§ Supplied records:
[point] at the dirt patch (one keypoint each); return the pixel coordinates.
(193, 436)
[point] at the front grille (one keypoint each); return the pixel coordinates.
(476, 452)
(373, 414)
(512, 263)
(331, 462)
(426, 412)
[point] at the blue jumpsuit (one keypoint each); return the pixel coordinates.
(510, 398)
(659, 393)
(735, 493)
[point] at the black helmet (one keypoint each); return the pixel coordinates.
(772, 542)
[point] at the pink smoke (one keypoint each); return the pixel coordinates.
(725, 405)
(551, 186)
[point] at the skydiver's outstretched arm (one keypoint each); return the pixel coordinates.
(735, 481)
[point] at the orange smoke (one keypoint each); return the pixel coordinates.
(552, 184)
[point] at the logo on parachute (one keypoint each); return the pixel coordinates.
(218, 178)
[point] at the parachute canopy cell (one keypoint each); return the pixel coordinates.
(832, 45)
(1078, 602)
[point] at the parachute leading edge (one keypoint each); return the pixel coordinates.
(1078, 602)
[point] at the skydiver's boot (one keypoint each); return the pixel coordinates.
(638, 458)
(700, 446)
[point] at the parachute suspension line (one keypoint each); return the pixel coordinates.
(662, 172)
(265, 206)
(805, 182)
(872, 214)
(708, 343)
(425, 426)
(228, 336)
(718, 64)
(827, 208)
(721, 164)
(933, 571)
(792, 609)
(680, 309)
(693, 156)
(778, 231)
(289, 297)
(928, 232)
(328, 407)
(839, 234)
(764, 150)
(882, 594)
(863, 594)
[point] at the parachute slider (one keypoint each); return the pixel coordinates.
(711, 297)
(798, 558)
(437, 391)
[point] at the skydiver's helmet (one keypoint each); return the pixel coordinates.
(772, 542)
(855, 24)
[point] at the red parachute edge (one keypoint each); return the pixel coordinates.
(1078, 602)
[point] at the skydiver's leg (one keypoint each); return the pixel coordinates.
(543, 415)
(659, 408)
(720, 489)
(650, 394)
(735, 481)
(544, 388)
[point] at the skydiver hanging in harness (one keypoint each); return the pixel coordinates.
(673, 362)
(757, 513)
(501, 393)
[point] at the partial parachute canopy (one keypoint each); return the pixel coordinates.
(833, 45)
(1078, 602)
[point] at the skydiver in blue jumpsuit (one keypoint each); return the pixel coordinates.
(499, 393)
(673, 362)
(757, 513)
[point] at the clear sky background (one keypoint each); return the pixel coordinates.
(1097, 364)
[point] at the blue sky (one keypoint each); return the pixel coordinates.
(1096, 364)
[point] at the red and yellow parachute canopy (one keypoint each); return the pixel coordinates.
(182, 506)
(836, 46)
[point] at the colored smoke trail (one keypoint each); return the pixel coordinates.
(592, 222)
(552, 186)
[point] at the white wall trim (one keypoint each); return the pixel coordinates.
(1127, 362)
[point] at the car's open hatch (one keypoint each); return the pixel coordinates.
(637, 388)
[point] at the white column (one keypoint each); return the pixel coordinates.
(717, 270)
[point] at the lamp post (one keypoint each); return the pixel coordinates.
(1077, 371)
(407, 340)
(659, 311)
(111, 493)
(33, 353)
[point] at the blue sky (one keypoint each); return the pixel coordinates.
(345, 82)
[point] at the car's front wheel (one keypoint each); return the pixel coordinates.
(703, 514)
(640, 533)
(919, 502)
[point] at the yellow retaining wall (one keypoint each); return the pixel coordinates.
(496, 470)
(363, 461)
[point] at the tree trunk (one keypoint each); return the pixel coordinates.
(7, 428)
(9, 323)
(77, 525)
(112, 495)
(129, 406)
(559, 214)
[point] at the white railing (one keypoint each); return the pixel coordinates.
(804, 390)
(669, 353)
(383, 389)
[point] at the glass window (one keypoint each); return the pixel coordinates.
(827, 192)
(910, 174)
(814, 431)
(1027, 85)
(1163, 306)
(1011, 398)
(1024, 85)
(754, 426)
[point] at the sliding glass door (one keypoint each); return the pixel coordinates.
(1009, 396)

§ What is needed: The full set of entries, copied exactly, is the expected answer.

§ Response box:
[point] at the dirt patch (one keypoint each); return the pixel coordinates.
(193, 436)
[point] at the front grille (one keypoint each); return the pixel coordinates.
(476, 452)
(373, 414)
(512, 263)
(331, 462)
(426, 412)
[point] at the blue jumpsuit (one keypoint each); return the pixel coordinates.
(510, 398)
(659, 393)
(735, 493)
[point] at the black helmet (one keypoint each); return the pixel coordinates.
(772, 542)
[point] at the pink smoke (one keypoint each); return the pixel coordinates.
(725, 405)
(551, 186)
[point] at the skydiver's outstretched arm (one keypoint each); return the pixel coordinates.
(735, 481)
[point] at the orange smoke (one keypoint each); return the pixel coordinates.
(552, 184)
[point] at the logo on parachute (one keypoint each); return the pixel coordinates.
(218, 178)
[point] at the parachute canopy cell (one keypoint each); return the pixel coordinates.
(832, 45)
(1078, 602)
[point] at the parachute leading edge (one keypoint each); return the pixel coordinates.
(1078, 602)
[point] at the skydiver's boot (one keypoint each); return the pixel coordinates.
(638, 458)
(700, 446)
[point] at the parachute suspension line (one keypoint each); return the pixel coordinates.
(662, 172)
(265, 206)
(805, 182)
(872, 214)
(708, 343)
(425, 426)
(228, 336)
(718, 64)
(827, 208)
(721, 164)
(933, 571)
(792, 609)
(680, 309)
(693, 156)
(778, 231)
(289, 297)
(928, 232)
(328, 407)
(839, 234)
(764, 150)
(882, 594)
(863, 594)
[point] at the parachute slider (one keypoint each); return the pixel coordinates.
(711, 297)
(798, 558)
(437, 391)
[point] at the skydiver's helmet (one keypoint each); return the pixel coordinates.
(772, 542)
(855, 24)
[point] at the red parachute edge (one keypoint each); return the pixel coordinates.
(1078, 602)
[point] at the skydiver's leg (one keypoint each); return the pixel coordinates.
(543, 415)
(659, 408)
(720, 489)
(650, 394)
(735, 481)
(544, 388)
[point] at the skydiver hanging in harness (one keypoint each); return the pixel coordinates.
(673, 362)
(757, 513)
(501, 393)
[point] at the partial parachute canopy (one keypoint each); return the pixel coordinates.
(833, 45)
(1078, 602)
[point] at the skydiver in blue jumpsuit (one keypoint each); return the pixel coordinates.
(499, 393)
(673, 362)
(757, 513)
[point] at the clear sky background (one keypoint each); return the pixel coordinates.
(1097, 364)
[point] at the blue sky (one keypoint each); return the pixel coordinates.
(1096, 364)
[point] at the red and yellow parachute canopy (one keypoint each); return the pixel coordinates.
(182, 506)
(836, 46)
[point] at the colored smoke trail (one keypoint each); return the pixel coordinates.
(592, 222)
(552, 186)
[point] at the white wall trim (one keypoint each); return the pixel coordinates.
(1127, 362)
[point] at the car's open hatch (one keypoint each); return the pixel coordinates.
(637, 388)
[point] at the white column (one keypoint each); return the pixel coordinates.
(717, 270)
[point] at the lamp post (one keypoint each); return the pixel coordinates.
(1077, 371)
(407, 340)
(659, 311)
(111, 493)
(33, 353)
[point] at the blue sky (one keypoint each); return the pixel coordinates.
(345, 82)
[point] at the car's front wheel (one keypoint each); return the pixel coordinates.
(703, 514)
(640, 533)
(919, 502)
[point] at the yellow retaining wall (one keypoint each); return the pixel coordinates.
(496, 470)
(363, 461)
[point] at the tree trunk (one keypoint each); return the pixel coordinates.
(7, 428)
(9, 323)
(77, 525)
(112, 495)
(129, 406)
(559, 214)
[point] at the white railing (one keypoint each); return the pixel coordinates.
(804, 390)
(669, 353)
(383, 389)
[point] at the glass window (one keypoint each); return the pixel coordinates.
(827, 192)
(910, 174)
(814, 431)
(1027, 85)
(1163, 306)
(1011, 398)
(1024, 85)
(754, 426)
[point] at the sliding glass door (one keypoint each); return the pixel coordinates.
(1009, 396)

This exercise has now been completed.